## Exercise directions
Filter the entries down to the lines containing "vegetation", and copy those lines.

## Data provided

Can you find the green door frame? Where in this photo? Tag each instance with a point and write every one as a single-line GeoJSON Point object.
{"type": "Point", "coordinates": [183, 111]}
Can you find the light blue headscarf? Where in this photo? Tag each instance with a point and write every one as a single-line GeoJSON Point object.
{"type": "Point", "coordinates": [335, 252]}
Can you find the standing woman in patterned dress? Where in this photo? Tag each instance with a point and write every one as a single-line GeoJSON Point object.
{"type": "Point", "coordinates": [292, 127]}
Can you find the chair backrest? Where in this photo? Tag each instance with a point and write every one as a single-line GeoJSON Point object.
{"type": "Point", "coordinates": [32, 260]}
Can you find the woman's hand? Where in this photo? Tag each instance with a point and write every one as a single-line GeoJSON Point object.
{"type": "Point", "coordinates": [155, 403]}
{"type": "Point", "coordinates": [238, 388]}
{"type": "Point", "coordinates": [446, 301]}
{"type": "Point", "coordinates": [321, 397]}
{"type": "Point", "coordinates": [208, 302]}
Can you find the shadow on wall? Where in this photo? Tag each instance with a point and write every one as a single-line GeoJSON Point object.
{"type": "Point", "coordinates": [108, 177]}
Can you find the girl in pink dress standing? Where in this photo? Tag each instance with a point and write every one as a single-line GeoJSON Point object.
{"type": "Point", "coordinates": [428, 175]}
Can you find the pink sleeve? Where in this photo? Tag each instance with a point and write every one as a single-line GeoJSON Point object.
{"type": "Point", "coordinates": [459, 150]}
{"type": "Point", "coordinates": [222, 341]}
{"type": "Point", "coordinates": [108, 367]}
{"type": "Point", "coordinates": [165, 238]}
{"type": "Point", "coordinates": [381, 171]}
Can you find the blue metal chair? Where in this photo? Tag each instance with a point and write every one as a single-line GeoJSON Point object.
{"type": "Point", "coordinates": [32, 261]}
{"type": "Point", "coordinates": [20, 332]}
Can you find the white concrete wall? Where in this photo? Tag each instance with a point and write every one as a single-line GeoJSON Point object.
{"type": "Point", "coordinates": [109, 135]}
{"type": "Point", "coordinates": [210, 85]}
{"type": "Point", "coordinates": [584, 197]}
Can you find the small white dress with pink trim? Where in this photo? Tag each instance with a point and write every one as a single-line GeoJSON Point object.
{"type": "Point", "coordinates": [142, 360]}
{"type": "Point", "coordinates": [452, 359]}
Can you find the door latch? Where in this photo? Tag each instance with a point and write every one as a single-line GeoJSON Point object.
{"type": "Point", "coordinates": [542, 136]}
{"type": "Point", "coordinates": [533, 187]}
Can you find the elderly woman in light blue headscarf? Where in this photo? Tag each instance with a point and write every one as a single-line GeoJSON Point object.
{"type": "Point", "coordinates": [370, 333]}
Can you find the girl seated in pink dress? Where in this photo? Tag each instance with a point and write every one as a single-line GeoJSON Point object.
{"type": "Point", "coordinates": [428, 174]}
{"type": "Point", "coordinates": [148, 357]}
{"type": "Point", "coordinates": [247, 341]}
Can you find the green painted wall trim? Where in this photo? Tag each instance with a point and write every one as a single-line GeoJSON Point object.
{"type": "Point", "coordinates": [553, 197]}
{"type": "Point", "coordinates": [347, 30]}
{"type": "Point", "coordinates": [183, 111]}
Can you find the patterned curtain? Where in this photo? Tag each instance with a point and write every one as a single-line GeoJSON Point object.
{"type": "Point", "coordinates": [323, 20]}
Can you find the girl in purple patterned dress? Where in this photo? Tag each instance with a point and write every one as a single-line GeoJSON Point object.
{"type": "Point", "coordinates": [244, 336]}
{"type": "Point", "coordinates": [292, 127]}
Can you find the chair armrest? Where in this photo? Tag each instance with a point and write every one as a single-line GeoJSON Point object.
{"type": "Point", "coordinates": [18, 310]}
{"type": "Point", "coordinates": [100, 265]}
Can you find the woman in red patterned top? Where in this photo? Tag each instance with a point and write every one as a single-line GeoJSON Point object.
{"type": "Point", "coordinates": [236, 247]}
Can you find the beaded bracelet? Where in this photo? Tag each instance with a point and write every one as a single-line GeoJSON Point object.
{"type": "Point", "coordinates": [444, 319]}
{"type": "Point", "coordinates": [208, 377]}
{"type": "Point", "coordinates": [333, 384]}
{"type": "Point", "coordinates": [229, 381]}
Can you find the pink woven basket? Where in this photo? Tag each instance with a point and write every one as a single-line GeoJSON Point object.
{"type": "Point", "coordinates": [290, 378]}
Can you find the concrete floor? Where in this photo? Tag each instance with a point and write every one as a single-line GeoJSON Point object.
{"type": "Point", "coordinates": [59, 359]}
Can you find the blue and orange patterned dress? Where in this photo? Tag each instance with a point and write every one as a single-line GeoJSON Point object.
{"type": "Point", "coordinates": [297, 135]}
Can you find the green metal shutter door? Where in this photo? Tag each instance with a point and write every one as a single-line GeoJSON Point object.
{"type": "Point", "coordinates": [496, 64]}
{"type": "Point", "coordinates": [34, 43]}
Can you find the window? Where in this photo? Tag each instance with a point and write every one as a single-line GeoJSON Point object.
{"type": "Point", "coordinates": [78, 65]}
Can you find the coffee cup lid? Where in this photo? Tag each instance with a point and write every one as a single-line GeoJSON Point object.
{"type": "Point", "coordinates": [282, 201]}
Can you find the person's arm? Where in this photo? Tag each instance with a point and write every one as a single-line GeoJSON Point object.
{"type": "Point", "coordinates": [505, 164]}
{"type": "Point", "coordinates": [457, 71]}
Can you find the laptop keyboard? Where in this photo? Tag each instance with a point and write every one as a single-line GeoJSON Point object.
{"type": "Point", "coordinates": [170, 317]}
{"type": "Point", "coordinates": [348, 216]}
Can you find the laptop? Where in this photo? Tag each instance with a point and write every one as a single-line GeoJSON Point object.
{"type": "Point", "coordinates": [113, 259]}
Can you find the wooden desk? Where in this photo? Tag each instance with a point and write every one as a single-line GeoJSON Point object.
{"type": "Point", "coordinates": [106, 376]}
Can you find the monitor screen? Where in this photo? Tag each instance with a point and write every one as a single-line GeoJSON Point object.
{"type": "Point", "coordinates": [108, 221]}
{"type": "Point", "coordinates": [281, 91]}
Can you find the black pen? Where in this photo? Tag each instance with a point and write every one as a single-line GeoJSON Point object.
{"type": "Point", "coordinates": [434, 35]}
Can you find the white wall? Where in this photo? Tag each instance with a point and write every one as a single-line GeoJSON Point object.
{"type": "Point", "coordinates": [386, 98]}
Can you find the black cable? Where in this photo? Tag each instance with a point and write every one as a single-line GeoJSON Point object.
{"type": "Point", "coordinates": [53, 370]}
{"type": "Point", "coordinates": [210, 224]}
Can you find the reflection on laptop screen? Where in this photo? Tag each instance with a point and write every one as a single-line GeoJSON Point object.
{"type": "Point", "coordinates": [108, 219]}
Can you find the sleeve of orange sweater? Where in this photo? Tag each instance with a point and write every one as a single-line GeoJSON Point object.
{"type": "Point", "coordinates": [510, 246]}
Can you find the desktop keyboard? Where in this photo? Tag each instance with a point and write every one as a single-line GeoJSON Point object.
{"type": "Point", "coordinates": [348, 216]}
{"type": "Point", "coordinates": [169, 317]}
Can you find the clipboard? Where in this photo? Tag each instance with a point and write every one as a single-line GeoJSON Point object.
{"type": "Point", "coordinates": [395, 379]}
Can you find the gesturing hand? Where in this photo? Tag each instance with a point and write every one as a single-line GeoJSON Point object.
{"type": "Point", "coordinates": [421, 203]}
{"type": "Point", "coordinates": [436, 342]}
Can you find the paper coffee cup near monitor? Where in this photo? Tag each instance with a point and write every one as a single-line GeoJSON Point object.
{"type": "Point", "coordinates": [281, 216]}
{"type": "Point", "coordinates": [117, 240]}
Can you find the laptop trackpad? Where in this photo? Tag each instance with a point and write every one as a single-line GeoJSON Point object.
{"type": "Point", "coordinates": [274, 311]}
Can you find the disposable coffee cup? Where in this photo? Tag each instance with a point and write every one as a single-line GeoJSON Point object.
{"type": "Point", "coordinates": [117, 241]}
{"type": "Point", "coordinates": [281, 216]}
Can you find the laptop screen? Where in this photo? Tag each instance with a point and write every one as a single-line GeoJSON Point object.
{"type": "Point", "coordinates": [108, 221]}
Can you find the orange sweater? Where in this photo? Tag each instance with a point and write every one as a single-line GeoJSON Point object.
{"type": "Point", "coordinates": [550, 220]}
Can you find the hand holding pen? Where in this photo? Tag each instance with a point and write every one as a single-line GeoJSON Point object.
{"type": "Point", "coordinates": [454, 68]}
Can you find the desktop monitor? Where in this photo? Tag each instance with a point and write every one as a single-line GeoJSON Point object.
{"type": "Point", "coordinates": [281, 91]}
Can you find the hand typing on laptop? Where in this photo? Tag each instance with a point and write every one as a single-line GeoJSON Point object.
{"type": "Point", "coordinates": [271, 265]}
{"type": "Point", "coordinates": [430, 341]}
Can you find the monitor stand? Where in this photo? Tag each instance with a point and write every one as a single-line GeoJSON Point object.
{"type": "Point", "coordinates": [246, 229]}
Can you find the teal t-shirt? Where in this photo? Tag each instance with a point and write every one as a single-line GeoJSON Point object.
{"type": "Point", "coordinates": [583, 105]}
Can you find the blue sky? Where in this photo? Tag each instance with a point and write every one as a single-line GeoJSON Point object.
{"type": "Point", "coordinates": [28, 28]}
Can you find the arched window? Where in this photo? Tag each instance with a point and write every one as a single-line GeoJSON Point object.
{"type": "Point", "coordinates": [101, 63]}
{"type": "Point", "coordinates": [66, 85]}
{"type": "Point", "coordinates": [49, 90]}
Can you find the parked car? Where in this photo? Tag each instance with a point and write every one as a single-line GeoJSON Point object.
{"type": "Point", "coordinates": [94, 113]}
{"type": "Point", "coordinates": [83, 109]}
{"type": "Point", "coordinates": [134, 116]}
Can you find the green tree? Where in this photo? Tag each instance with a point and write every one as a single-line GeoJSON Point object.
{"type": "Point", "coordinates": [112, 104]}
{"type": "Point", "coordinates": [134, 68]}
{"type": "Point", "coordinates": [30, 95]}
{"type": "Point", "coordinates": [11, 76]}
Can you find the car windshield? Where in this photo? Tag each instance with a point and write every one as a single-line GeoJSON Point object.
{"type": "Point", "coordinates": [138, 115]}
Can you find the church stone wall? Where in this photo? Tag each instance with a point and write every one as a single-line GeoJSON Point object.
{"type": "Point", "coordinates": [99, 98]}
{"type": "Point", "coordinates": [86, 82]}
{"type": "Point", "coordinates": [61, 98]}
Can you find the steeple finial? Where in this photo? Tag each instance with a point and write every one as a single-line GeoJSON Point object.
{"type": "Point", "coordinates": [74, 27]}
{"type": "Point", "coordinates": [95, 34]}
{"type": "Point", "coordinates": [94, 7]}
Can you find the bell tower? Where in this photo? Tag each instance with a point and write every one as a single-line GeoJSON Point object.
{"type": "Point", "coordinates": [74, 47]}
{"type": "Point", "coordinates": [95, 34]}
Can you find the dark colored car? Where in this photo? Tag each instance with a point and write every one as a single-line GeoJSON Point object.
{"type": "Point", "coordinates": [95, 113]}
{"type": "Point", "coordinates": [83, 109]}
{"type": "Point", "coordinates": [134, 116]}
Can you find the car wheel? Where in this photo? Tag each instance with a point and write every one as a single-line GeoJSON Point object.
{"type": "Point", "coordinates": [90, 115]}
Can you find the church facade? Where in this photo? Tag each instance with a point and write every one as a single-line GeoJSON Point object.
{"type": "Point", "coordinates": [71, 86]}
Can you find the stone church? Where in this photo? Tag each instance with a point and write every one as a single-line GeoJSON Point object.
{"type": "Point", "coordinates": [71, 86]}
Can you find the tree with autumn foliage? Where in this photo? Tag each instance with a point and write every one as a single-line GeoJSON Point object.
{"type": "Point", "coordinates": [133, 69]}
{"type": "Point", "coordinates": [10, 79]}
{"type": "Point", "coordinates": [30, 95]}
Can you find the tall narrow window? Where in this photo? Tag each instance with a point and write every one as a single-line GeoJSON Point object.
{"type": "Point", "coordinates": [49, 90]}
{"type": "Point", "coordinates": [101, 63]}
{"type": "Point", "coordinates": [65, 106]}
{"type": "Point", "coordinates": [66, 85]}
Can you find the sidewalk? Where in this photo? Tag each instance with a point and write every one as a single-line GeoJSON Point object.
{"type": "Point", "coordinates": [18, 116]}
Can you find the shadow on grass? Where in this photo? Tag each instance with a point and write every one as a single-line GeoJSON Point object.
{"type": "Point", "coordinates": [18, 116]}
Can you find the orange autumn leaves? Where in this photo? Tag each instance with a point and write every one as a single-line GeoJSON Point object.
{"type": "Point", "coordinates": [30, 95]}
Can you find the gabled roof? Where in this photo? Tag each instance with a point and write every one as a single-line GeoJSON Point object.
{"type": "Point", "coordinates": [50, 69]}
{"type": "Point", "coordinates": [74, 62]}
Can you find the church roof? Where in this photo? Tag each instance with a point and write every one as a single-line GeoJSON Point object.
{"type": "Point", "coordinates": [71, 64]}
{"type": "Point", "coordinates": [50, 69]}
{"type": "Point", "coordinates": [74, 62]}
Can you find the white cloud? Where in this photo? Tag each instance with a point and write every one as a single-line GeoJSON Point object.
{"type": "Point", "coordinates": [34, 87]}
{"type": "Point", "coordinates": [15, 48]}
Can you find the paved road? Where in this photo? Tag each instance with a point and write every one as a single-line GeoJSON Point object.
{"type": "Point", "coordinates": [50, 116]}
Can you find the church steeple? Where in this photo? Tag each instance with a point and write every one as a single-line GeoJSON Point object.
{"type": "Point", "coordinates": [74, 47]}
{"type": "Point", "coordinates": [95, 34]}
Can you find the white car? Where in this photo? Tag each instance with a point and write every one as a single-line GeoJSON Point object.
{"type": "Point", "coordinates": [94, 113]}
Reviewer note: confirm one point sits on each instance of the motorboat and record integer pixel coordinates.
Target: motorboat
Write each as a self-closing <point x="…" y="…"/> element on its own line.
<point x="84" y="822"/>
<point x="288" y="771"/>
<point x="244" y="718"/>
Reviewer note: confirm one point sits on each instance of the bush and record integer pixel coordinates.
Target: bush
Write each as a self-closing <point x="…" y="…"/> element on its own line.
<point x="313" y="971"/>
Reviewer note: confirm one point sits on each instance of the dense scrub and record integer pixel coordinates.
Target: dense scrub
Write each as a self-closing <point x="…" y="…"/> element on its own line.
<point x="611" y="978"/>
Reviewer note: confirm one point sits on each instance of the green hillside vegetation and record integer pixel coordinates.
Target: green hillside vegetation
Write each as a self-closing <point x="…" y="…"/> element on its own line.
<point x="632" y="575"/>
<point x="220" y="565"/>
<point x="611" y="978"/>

## Response
Reviewer note: confirm one point sits on each instance of the green hillside vegetation and record integer pixel coordinates.
Target: green hillside vegetation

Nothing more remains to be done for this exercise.